Copy out all of the data below with no alterations.

## Data section
##########
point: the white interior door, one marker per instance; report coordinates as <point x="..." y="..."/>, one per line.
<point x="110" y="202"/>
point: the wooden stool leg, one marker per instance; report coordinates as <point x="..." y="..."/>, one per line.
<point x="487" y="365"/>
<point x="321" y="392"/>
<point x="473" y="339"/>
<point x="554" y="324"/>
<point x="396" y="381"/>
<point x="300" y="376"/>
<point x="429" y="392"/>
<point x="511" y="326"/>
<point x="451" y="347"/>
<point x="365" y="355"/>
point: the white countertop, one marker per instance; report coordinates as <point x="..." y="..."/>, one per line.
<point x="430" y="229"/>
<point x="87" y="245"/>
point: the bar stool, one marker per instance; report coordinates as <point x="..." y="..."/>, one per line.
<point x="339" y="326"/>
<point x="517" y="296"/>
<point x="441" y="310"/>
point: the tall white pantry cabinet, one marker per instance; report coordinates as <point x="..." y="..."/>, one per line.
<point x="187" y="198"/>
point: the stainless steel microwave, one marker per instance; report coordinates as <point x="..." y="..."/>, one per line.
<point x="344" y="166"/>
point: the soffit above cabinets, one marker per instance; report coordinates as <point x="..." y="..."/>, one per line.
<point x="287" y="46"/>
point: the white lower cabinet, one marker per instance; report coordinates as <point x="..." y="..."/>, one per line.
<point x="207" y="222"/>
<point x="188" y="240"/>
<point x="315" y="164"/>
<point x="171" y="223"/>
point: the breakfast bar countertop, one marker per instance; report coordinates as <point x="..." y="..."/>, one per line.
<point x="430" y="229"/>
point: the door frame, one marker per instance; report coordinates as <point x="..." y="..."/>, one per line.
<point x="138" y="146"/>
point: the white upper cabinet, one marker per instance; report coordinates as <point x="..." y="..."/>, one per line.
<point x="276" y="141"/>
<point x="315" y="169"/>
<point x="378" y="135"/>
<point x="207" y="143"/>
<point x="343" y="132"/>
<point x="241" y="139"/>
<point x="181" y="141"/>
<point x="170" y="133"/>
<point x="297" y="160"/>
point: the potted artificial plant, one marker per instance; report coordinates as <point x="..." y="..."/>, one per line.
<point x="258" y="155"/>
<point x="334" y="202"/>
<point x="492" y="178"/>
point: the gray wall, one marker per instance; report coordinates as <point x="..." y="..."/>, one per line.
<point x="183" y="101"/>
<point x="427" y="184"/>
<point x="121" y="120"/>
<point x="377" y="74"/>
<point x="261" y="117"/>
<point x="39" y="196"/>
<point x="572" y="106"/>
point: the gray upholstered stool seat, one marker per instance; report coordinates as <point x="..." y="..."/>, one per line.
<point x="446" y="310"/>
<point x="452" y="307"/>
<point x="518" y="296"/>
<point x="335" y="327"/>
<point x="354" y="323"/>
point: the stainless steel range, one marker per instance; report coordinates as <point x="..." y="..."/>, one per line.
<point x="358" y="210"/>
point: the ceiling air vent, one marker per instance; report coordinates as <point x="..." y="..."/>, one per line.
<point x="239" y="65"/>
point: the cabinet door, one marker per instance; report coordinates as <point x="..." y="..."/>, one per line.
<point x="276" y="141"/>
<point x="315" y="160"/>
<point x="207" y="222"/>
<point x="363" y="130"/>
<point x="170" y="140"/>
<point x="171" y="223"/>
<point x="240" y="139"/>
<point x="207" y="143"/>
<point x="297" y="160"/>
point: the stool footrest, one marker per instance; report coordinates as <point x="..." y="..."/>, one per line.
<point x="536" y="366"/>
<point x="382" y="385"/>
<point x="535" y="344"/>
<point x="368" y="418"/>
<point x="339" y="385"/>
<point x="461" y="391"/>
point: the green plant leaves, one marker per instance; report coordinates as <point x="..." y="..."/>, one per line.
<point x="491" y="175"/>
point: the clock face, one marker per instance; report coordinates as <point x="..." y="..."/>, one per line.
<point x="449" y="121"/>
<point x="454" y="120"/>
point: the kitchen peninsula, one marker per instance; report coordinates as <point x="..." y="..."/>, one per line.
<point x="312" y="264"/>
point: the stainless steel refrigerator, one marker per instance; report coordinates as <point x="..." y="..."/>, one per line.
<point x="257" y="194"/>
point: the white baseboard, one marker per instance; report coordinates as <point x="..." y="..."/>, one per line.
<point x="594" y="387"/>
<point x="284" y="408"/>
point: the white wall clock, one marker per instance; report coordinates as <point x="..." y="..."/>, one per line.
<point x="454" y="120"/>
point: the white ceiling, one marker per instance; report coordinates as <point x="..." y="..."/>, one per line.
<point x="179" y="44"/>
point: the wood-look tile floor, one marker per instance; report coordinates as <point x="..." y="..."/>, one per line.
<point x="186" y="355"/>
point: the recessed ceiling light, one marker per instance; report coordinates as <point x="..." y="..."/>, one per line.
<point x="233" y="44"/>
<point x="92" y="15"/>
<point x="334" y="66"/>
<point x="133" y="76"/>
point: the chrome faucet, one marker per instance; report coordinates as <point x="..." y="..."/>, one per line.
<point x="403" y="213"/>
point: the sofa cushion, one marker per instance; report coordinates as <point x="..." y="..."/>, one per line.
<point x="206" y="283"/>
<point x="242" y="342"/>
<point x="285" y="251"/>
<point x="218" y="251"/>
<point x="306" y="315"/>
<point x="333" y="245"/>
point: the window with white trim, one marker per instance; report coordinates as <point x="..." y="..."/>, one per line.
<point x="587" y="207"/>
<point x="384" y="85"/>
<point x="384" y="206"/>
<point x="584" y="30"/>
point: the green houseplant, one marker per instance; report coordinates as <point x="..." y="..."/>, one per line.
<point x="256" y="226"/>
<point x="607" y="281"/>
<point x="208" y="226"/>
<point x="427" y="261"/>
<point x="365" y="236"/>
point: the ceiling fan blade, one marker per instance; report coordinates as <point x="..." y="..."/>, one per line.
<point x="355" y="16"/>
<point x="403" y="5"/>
##########
## Answer in full
point: the white interior door, one marker per instance; report coordinates as <point x="..." y="..."/>, one per line.
<point x="110" y="202"/>
point: the wooden stool leg, one marker per instance; report coordinates as <point x="..." y="..."/>, one per line.
<point x="487" y="365"/>
<point x="321" y="392"/>
<point x="473" y="339"/>
<point x="554" y="324"/>
<point x="396" y="381"/>
<point x="300" y="376"/>
<point x="429" y="392"/>
<point x="511" y="326"/>
<point x="451" y="347"/>
<point x="365" y="355"/>
point: the white countertop, one marker per instance; report coordinates as <point x="..." y="..."/>, one per line.
<point x="430" y="229"/>
<point x="87" y="245"/>
point: the bar stool, one marker per instance; report coordinates as <point x="..." y="..."/>, one per line.
<point x="339" y="326"/>
<point x="517" y="296"/>
<point x="441" y="310"/>
point: the tall white pantry cabinet, one marker per instance; report coordinates as <point x="..." y="..."/>, one per line.
<point x="187" y="198"/>
point: the stainless steel microwave, one marker per instance; report coordinates as <point x="..." y="..."/>, one per line.
<point x="344" y="166"/>
point: the soffit above cabinets, one marker per instance; report coordinates as <point x="..." y="..."/>, one per line.
<point x="287" y="46"/>
point: the white lower cabinet, one marker per instance; report coordinates as <point x="..." y="..."/>, one per line.
<point x="207" y="222"/>
<point x="188" y="240"/>
<point x="315" y="164"/>
<point x="171" y="223"/>
point: the breakfast bar countertop, one marker per instance; report coordinates as <point x="..." y="..."/>, one per line.
<point x="430" y="229"/>
point: the door frame, one marker per instance; report coordinates as <point x="..." y="..."/>, one per line.
<point x="138" y="146"/>
point: the white upper cabinet, one marker per instance; report coordinates as <point x="..." y="..."/>, one per line.
<point x="276" y="141"/>
<point x="315" y="169"/>
<point x="378" y="135"/>
<point x="207" y="143"/>
<point x="343" y="132"/>
<point x="241" y="139"/>
<point x="181" y="141"/>
<point x="170" y="133"/>
<point x="297" y="160"/>
point: the potted artificial plant, one marker per instance; report coordinates as <point x="..." y="..."/>, one per line.
<point x="258" y="155"/>
<point x="334" y="202"/>
<point x="492" y="178"/>
point: the gray wall, one marker per instance; report coordinates as <point x="..." y="..."/>, one per line.
<point x="183" y="101"/>
<point x="427" y="184"/>
<point x="121" y="120"/>
<point x="377" y="74"/>
<point x="261" y="117"/>
<point x="39" y="196"/>
<point x="572" y="106"/>
point: the gray upholstered stool seat, one marker per instance; report coordinates as <point x="..." y="..."/>, one per line.
<point x="446" y="310"/>
<point x="452" y="307"/>
<point x="518" y="296"/>
<point x="335" y="327"/>
<point x="354" y="323"/>
point: the stainless steel range, one marker per instance; report coordinates as <point x="..." y="..."/>, one per line.
<point x="358" y="210"/>
point: the ceiling air vent, one marker per instance; report coordinates as <point x="..." y="..."/>, one per line.
<point x="239" y="65"/>
point: the cabinet door, one marker per instance; report coordinates as <point x="..." y="..."/>, one per line.
<point x="276" y="141"/>
<point x="315" y="160"/>
<point x="207" y="222"/>
<point x="363" y="130"/>
<point x="170" y="140"/>
<point x="171" y="223"/>
<point x="240" y="139"/>
<point x="207" y="143"/>
<point x="297" y="160"/>
point: the stool footrest, one marker per instance; report coordinates as <point x="..." y="..."/>, one per line.
<point x="536" y="366"/>
<point x="382" y="385"/>
<point x="535" y="344"/>
<point x="368" y="418"/>
<point x="339" y="385"/>
<point x="461" y="391"/>
point: the green plant leaves, one marker per instance; report coordinates as <point x="..." y="..."/>, one per line.
<point x="491" y="175"/>
point: the clock face, one marker per instance; report coordinates as <point x="..." y="..."/>, one per line.
<point x="449" y="121"/>
<point x="454" y="120"/>
point: the kitchen peninsula, one marker per instance; report coordinates as <point x="..." y="..."/>, one per line.
<point x="312" y="264"/>
point: the stainless steel refrigerator, one marker per instance; report coordinates as <point x="..." y="..."/>, one per line.
<point x="257" y="194"/>
point: the white baseboard, one marker per instance; report coordinates as <point x="..." y="..."/>, one per line.
<point x="594" y="387"/>
<point x="284" y="408"/>
point: the white wall clock, one marker per instance; report coordinates as <point x="..." y="..."/>, one per line.
<point x="454" y="120"/>
point: the white ceiling, one marker per instance; report coordinates as <point x="..." y="..."/>, one per line.
<point x="179" y="44"/>
point: the wood-look tile floor, one marker per instance; report coordinates as <point x="..." y="..."/>, one per line.
<point x="186" y="355"/>
point: the recessed ceiling light, one marker per instance; report coordinates as <point x="..." y="..."/>, one per line.
<point x="233" y="44"/>
<point x="92" y="15"/>
<point x="334" y="66"/>
<point x="133" y="76"/>
point: the chrome faucet, one marker per instance; report coordinates as <point x="..." y="..."/>, one per line.
<point x="403" y="213"/>
point: the sofa cushion, one marker per instance; report coordinates as <point x="..." y="..."/>, one per line.
<point x="206" y="283"/>
<point x="242" y="342"/>
<point x="285" y="251"/>
<point x="218" y="251"/>
<point x="306" y="315"/>
<point x="333" y="245"/>
point: the window with white trim, one marker per instance; report coordinates as <point x="..." y="..."/>, one per line.
<point x="587" y="207"/>
<point x="384" y="85"/>
<point x="384" y="206"/>
<point x="584" y="30"/>
point: the green houseplant, one marker per instance; report coordinates as <point x="..." y="..."/>, one per line.
<point x="256" y="226"/>
<point x="607" y="281"/>
<point x="208" y="226"/>
<point x="427" y="261"/>
<point x="365" y="236"/>
point: the ceiling fan blade, one marker per instance; report coordinates as <point x="..." y="..."/>, one per line.
<point x="355" y="16"/>
<point x="403" y="5"/>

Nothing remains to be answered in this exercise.